* Begin Text shown *

GM, Ford, Honda, Toyota, etc. are competing with a commodity product in a commodity market. There's no big difference between a Toyota Yaris, a Honda Fit, a Kia Rio, a Ford Fiesta, and similar cars from every other brand.

They're all within a few hundred bucks of $15k. They all cost do the same thing, cost the same to produce, and I imagine the margins are razor-thin. If any of the brand could lower prices by $500, they'd own the market.

Tesla sells a unique product, with unique technologies.

If Tesla has 5% of the market, but 10x the margins of its competitors, which doesn't seem an unlikely outcome:

1) Its profits will be roughly 1/3 of the total profits of the whole market

2) It will be much more stable. Razor-thin margins mean companies go bankrupt with even minor instability. If Ford's costs rise by 5%, it's dead. If Tesla's costs go up 5%, it's a almost a rounding error.

I think the key question is whether Tesla can execute, but right now, things look promising, although far from certain.

4 comments

That’s not really how it is though, these are very different companies with very different products. For example, Ford makes its money on trucks. An F-150 has very healthy profit margins. It’s believed that Ford’s truck business is in fact worth more than Ford as a whole [1]. The Fiesta hasn’t been sold in the US since 2019.

[1] https://www.cnbc.com/2018/03/14/fords-f-150-truck-franchise-...

That is likely due to the Chicken Tax: https://en.wikipedia.org/wiki/Chicken_tax

With a little sanity, luck, and changing political winds, it could disappear in an instant.

Ford's truck business is so important they recategorized every single car they sell as a truck in order to utilize a fuel efficiency regulatory loophole that lets them sell more pickups. https://www.reddit.com/r/badeconomics/comments/ep4wza/corpor...

* End Text shown *

Written request A -
Answer these questions about the car-market discussion, giving each answer on its own line:
(i) Near what price do the small cars from the different brands all fall?
(ii) What share of the market is Tesla assumed to have?
(iii) Since what year has the Fiesta not been sold in the US?
Written request B - Quote the car-market discussion word for word from "They're all within" up to and including "a rounding error.".
Written request C -
State whether each statement agrees with the car-market discussion. Answer yes or no, and quote the words that decide it:
(i) Ford makes its money on trucks.
(ii) Ford could survive a 5% rise in its costs.
(iii) The writer regards Tesla's success as certain.
Use only the car-market discussion when you answer, and bring in no outside knowledge.

* Begin Listed records *

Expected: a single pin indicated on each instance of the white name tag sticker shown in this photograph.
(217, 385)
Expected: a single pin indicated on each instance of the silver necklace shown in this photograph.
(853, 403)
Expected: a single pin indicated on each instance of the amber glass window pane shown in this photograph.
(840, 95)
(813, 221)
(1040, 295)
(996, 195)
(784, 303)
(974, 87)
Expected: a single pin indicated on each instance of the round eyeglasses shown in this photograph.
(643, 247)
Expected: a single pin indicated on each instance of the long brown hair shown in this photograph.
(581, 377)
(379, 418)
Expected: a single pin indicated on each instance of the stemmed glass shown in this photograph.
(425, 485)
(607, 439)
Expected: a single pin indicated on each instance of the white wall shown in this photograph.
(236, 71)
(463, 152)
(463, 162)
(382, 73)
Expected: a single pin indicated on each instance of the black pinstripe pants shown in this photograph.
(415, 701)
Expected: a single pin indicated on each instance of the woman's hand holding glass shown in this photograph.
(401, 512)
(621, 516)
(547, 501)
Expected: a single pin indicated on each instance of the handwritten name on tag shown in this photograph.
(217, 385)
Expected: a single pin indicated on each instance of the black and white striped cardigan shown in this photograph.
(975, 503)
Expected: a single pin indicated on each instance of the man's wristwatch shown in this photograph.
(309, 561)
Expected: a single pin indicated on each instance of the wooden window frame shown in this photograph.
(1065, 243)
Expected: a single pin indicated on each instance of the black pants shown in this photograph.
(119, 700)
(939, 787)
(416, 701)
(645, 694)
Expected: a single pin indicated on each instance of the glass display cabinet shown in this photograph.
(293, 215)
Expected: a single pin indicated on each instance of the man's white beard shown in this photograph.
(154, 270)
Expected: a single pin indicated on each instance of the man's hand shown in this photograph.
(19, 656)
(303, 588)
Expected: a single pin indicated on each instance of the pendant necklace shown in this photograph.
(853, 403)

* End Listed records *

Written response A -
(i) Within a few hundred bucks of $15k.
(ii) 5%.
(iii) 2019.

Written response B -
They're all within a few hundred bucks of $15k. They all cost do the same thing, cost the same to produce, and I imagine the margins are razor-thin. If any of the brand could lower prices by $500, they'd own the market.

Tesla sells a unique product, with unique technologies.

If Tesla has 5% of the market, but 10x the margins of its competitors, which doesn't seem an unlikely outcome:

1) Its profits will be roughly 1/3 of the total profits of the whole market

2) It will be much more stable. Razor-thin margins mean companies go bankrupt with even minor instability. If Ford's costs rise by 5%, it's dead. If Tesla's costs go up 5%, it's a almost a rounding error.

Written response C -
(i) Yes: "For example, Ford makes its money on trucks."
(ii) No: "If Ford's costs rise by 5%, it's dead."
(iii) No: "things look promising, although far from certain."